> _WHAT IS EXPECTED_:
Go through the data and retrieve each line that includes the string "gray".

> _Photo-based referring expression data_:
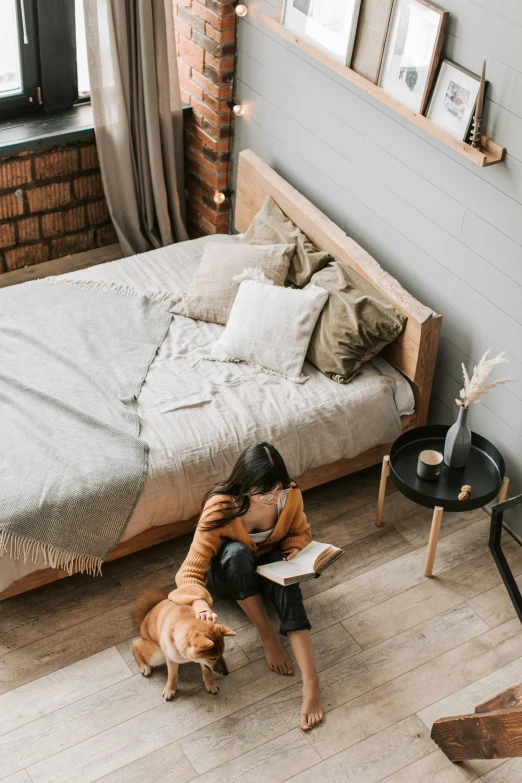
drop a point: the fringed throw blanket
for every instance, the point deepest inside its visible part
(73, 357)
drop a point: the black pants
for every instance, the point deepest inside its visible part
(233, 574)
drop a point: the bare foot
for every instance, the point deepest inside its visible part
(312, 710)
(276, 657)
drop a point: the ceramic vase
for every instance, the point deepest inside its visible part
(458, 441)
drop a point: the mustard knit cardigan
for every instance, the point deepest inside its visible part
(291, 530)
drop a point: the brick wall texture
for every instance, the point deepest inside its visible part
(51, 204)
(51, 200)
(205, 34)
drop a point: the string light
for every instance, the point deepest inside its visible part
(220, 196)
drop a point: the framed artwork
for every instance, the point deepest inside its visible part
(374, 18)
(454, 99)
(412, 52)
(328, 24)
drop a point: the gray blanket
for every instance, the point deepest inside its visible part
(72, 363)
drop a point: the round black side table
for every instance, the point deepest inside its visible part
(484, 472)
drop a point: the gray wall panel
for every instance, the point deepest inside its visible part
(449, 231)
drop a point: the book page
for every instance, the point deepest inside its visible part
(284, 569)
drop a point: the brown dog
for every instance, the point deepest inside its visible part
(172, 633)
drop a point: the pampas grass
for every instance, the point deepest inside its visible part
(477, 386)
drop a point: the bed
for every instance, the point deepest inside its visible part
(197, 415)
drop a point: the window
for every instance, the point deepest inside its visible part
(81, 53)
(10, 64)
(18, 63)
(43, 56)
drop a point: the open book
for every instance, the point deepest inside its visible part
(310, 562)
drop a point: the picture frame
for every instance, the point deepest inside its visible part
(454, 98)
(412, 52)
(330, 25)
(370, 38)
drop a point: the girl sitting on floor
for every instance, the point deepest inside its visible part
(255, 516)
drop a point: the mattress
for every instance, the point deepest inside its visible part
(196, 415)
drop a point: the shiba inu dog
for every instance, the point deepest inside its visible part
(171, 633)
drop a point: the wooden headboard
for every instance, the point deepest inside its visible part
(415, 350)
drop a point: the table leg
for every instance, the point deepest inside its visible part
(382, 488)
(502, 495)
(438, 511)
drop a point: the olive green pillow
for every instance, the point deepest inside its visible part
(356, 323)
(272, 227)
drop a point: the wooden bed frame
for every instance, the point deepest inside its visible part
(413, 353)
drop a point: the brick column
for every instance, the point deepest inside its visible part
(51, 204)
(205, 36)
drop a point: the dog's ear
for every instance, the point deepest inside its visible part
(226, 631)
(200, 642)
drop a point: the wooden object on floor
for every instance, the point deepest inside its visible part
(60, 266)
(487, 734)
(372, 27)
(414, 351)
(489, 152)
(511, 697)
(438, 511)
(382, 487)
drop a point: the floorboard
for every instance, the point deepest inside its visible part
(394, 650)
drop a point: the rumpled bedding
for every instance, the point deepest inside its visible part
(196, 415)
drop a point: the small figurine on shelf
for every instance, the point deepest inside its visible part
(458, 438)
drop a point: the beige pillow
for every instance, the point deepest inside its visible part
(356, 323)
(212, 290)
(271, 225)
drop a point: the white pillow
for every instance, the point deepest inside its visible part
(270, 327)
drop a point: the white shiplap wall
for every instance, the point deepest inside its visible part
(448, 230)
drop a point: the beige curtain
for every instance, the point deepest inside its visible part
(138, 119)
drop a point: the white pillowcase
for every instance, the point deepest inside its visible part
(270, 327)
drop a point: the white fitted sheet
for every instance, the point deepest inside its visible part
(197, 415)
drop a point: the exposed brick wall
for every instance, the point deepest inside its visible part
(51, 204)
(205, 34)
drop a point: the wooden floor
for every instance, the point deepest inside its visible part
(395, 651)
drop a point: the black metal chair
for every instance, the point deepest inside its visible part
(495, 545)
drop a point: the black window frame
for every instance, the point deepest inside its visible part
(27, 100)
(49, 68)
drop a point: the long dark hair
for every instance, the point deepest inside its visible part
(259, 468)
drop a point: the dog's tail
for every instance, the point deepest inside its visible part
(145, 602)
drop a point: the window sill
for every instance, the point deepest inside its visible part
(47, 130)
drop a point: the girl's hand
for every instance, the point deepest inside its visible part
(207, 616)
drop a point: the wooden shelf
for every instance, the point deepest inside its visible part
(487, 155)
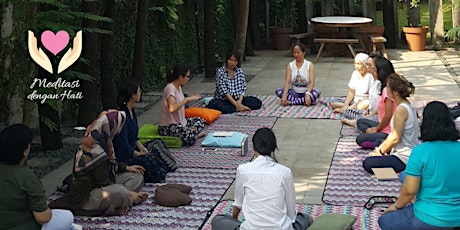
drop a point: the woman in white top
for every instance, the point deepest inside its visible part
(397, 147)
(359, 84)
(264, 190)
(172, 112)
(300, 80)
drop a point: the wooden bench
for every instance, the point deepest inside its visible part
(309, 39)
(348, 41)
(378, 42)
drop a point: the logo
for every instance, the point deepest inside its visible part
(55, 43)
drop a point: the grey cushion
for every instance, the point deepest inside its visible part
(333, 221)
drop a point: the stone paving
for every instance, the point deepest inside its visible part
(307, 145)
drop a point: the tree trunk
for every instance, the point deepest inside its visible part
(30, 118)
(209, 62)
(413, 15)
(141, 32)
(390, 23)
(369, 9)
(352, 7)
(301, 16)
(455, 13)
(50, 137)
(436, 23)
(241, 27)
(14, 102)
(86, 105)
(309, 7)
(327, 8)
(107, 86)
(253, 24)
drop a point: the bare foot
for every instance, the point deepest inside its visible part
(349, 122)
(138, 197)
(338, 110)
(122, 211)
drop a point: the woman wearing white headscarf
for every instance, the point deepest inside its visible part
(358, 87)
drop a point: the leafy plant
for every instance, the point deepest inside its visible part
(454, 33)
(169, 9)
(284, 13)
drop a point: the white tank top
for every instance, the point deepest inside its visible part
(300, 77)
(410, 135)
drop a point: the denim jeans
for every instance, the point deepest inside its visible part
(404, 219)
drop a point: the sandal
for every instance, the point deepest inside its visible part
(379, 200)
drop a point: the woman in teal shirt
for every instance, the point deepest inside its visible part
(431, 177)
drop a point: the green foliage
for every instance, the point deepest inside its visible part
(284, 13)
(169, 10)
(454, 33)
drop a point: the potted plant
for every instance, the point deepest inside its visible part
(415, 34)
(283, 15)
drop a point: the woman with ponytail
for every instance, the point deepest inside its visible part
(172, 114)
(264, 190)
(397, 147)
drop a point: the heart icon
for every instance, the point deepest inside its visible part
(55, 43)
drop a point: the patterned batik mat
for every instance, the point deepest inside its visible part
(348, 183)
(208, 187)
(271, 107)
(365, 219)
(223, 158)
(419, 105)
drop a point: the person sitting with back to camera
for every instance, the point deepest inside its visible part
(299, 80)
(431, 177)
(395, 150)
(172, 120)
(100, 183)
(230, 95)
(22, 196)
(264, 191)
(358, 87)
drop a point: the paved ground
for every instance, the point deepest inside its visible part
(307, 145)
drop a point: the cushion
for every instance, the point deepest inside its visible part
(206, 100)
(171, 197)
(333, 221)
(210, 115)
(233, 141)
(148, 132)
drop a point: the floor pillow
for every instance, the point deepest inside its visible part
(148, 132)
(210, 115)
(333, 221)
(231, 141)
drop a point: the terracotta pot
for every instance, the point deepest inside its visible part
(416, 37)
(281, 39)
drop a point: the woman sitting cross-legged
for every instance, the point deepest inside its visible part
(23, 199)
(358, 87)
(374, 132)
(99, 182)
(299, 80)
(431, 178)
(128, 148)
(395, 150)
(230, 95)
(172, 111)
(264, 190)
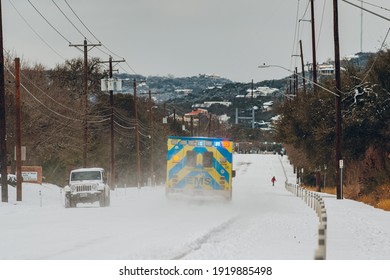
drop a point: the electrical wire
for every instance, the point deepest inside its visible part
(373, 5)
(35, 32)
(81, 21)
(55, 29)
(62, 12)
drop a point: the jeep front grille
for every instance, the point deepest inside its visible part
(83, 188)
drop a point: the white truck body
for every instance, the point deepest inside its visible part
(87, 185)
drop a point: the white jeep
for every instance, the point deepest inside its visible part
(87, 185)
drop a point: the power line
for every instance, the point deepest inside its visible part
(62, 12)
(81, 21)
(376, 6)
(36, 33)
(369, 11)
(55, 29)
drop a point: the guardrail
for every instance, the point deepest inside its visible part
(315, 201)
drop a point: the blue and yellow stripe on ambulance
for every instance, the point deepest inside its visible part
(177, 169)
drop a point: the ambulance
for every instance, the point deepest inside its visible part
(200, 167)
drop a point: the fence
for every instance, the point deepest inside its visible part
(315, 201)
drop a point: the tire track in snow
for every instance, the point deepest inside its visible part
(197, 244)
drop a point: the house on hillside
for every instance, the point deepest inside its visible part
(261, 91)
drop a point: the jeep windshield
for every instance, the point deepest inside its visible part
(85, 175)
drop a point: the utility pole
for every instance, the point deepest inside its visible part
(296, 82)
(3, 134)
(252, 92)
(303, 68)
(338, 97)
(85, 99)
(18, 132)
(151, 138)
(137, 135)
(209, 127)
(112, 143)
(313, 38)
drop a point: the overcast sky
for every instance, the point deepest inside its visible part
(229, 38)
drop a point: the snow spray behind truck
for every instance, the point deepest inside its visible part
(199, 166)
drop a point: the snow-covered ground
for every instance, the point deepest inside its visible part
(262, 222)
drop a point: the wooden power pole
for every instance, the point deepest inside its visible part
(138, 161)
(338, 97)
(3, 137)
(112, 143)
(85, 99)
(313, 38)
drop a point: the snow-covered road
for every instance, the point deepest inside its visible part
(260, 223)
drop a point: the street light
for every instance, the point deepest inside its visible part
(288, 70)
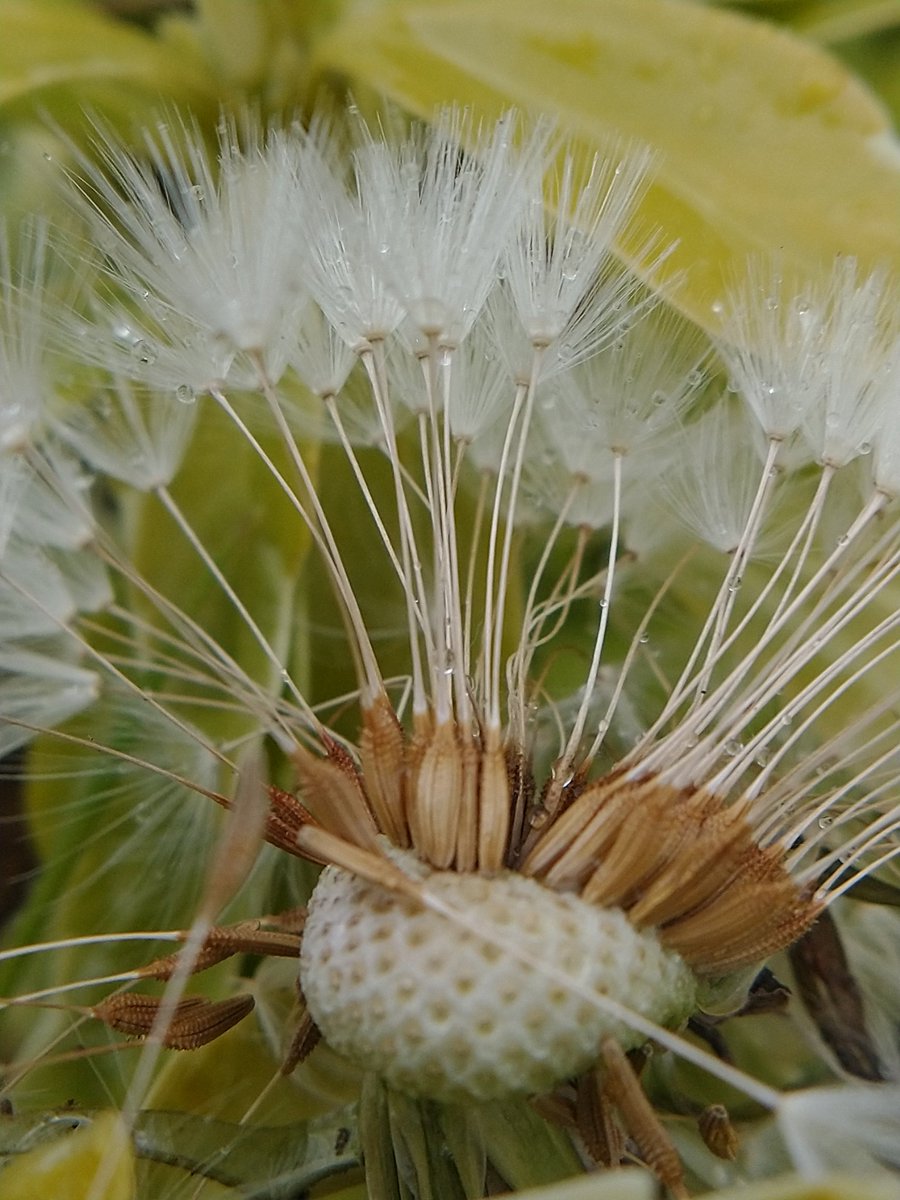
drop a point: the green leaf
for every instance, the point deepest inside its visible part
(766, 144)
(52, 45)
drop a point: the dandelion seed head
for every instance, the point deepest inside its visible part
(444, 408)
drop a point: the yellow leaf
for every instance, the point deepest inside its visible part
(94, 1162)
(766, 144)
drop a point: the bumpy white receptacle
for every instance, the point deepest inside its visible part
(442, 1013)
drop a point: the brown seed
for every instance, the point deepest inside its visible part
(718, 1132)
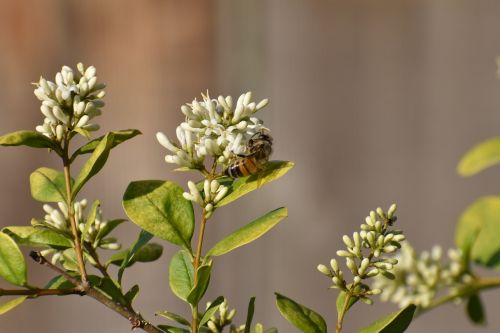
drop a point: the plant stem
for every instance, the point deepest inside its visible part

> _REPLY_:
drop a point: the gray blanket
drop a point: the gray wall panel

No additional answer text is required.